Le discours du secrétaire général de l’ONU António Guterres devant l’Assemblée générale des Nations unies n’aurait pas pu commencer de manière plus cynique :
« Notre monde est au plus mal. Les clivages s’accentuent. Les inégalités se creusent. Les difficultés s’étendent. Pourtant, aujourd’hui réunis alors que le monde est en proie au tumulte, une image de promesse et d’espoir me vient à l’esprit. Voici le Brave Commander. Ce bateau a traversé la mer Noire battant fièrement le pavillon de l’ONU. D’une part, ce que vous voyez là est un navire des plus communs, sillonnant les mers. Mais regardez de plus près. Ce navire symbolise ce que nous pouvons accomplir lorsque nous agissons ensemble. Il est chargé de céréales ukrainiennes destinées à la Corne de l’Afrique, où des millions de gens sont au bord de la famine. » [1]
Tout comme la présidente de la Commission européenne Ursula von der Leyen dans son discours sur l’état de l’UE[2], Guterres utilise des métaphores et des stéréotypes qui visent davantage les sentiments des gens que leur raison. Le bateau, qui doit offrir soutien et espoir sur une mer agitée et dangereuse, semble presque religieux en tant que symbole. Mais ces métaphores ne peuvent pas dissimuler le fait que les causes des crises mondiales que déplore Guterres sont moins voulues par Dieu que créées par l’homme.
La crise de l’approvisionnement comme prochain coup
Le secrétaire général de l’ONU a parlé – de manière peu convaincante – de la pénurie d’approvisionnement en engrais et des difficultés de la chaîne d’approvisionnement. Il a évoqué le problème des prix élevés du gaz, qui se répercutent à leur tour sur la production d’engrais azotés, et il a déclaré que l’ammoniac devait être exporté de Russie, et ainsi de suite. Oui, António, c’est devenu compliqué dans ce monde ! On ne trouve pas d’idées pour s’en sortir à l’ONU, et encore moins chez son secrétaire général qui se plaint :
« Ne nous faisons pas d’illusions. Nous naviguons sur une mer agitée. Un hiver de mécontentement mondial se profile à l’horizon. Une crise du coût de la vie fait rage. La confiance s’effrite. Les inégalités explosent. La planète est en feu. Les gens souffrent – et les plus vulnérables sont les plus touchés. La Charte des Nations Unies et les idéaux qu’elle porte sont en péril. Nous avons le devoir d’agir. »

*Consigne A:*
Veuillez recopier à l'identique la liste, depuis son début jusqu'à la ligne contenant « [(467, 64)] », cette ligne comprise. N'incluez pas les images dans votre réponse.

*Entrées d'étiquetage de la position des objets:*

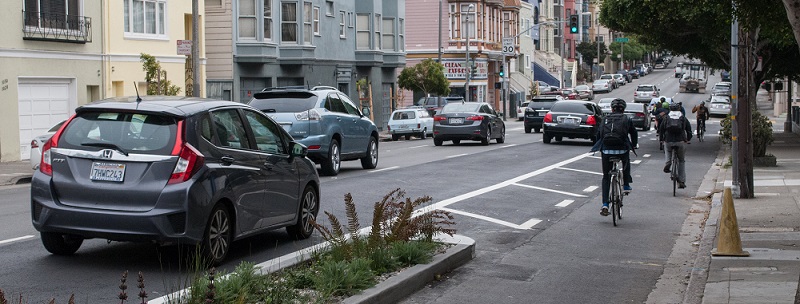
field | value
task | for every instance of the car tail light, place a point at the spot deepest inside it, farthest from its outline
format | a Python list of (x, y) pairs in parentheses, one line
[(46, 165), (189, 159), (310, 114)]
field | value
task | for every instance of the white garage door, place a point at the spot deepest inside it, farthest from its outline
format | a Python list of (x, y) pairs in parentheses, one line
[(41, 106)]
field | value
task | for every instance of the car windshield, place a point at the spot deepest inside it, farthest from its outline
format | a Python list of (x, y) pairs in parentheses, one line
[(126, 132), (460, 107), (572, 107), (284, 102)]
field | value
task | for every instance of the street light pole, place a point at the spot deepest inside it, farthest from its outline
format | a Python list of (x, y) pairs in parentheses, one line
[(467, 64)]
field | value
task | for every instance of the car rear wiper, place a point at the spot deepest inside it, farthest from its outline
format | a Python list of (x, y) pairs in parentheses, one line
[(106, 145)]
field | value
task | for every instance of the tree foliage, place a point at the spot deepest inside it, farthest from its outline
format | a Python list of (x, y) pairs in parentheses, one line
[(156, 78), (426, 76)]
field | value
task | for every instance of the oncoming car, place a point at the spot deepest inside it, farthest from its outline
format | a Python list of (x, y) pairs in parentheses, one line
[(171, 170)]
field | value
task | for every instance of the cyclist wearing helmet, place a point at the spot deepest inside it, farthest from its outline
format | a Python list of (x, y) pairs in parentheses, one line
[(615, 138), (702, 115), (675, 131)]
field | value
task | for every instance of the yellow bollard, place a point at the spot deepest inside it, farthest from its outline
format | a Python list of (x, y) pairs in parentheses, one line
[(728, 241)]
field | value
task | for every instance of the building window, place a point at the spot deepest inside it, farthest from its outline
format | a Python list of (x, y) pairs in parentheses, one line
[(377, 22), (288, 22), (329, 8), (401, 34), (144, 17), (268, 20), (315, 23), (362, 31), (307, 12), (342, 26)]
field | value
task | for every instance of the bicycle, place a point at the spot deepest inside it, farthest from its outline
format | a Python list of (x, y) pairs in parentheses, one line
[(615, 190)]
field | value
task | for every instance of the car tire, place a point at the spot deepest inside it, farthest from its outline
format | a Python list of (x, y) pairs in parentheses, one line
[(370, 161), (332, 163), (306, 215), (502, 137), (217, 236), (61, 244)]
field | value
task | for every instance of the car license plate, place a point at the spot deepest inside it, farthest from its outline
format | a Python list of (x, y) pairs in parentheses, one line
[(109, 172)]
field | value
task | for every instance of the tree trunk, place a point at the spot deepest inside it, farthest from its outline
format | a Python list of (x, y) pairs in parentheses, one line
[(793, 13)]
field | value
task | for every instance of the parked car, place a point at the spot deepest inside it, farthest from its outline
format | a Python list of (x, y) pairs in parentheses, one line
[(434, 104), (537, 109), (324, 120), (468, 121), (603, 85), (721, 88), (605, 104), (572, 119), (719, 105), (521, 110), (645, 92), (37, 143), (585, 92), (410, 122), (171, 170), (639, 115)]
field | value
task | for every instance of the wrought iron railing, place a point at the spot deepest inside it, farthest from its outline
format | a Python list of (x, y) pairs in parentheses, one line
[(56, 27)]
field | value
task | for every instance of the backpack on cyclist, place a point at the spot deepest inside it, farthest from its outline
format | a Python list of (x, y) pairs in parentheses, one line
[(615, 131)]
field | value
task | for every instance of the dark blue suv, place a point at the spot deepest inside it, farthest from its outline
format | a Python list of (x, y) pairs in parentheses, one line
[(326, 121)]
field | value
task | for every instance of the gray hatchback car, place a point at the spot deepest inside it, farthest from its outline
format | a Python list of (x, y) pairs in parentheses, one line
[(326, 121), (171, 170)]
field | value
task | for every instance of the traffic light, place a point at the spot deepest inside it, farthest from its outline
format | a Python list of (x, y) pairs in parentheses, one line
[(573, 24)]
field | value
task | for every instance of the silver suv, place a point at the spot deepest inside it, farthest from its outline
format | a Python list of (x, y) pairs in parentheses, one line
[(326, 121)]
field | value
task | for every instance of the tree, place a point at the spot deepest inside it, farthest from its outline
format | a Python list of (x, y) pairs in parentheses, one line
[(426, 76), (156, 78)]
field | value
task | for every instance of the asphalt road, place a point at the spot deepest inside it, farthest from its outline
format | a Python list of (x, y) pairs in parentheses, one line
[(533, 209)]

*Consigne B:*
Dans l'extrait sur le discours d'António Guterres, relevez toutes les phrases de la citation qui commence par « Ne nous faisons pas d'illusions » dont le premier mot est « La » ou « Les ».

*Corrigé A:*
field | value
task | for every instance of the car tail light, place a point at the spot deepest inside it, farthest from its outline
format | a Python list of (x, y) pairs in parentheses, one line
[(46, 165), (189, 159), (310, 114)]
field | value
task | for every instance of the white garage door, place a point at the spot deepest inside it, farthest from its outline
format | a Python list of (x, y) pairs in parentheses, one line
[(41, 106)]
field | value
task | for every instance of the car windshield, place a point at the spot deepest inside it, farthest from its outline
format | a Python list of (x, y) pairs in parentheses, one line
[(126, 132), (460, 107), (572, 107), (284, 102)]
field | value
task | for every instance of the street light pole, place a point at the spot deepest inside it, farthest from its outline
format | a Python list of (x, y) pairs in parentheses, one line
[(467, 64)]

*Corrigé B:*
- La confiance s'effrite.
- Les inégalités explosent.
- La planète est en feu.
- Les gens souffrent – et les plus vulnérables sont les plus touchés.
- La Charte des Nations Unies et les idéaux qu'elle porte sont en péril.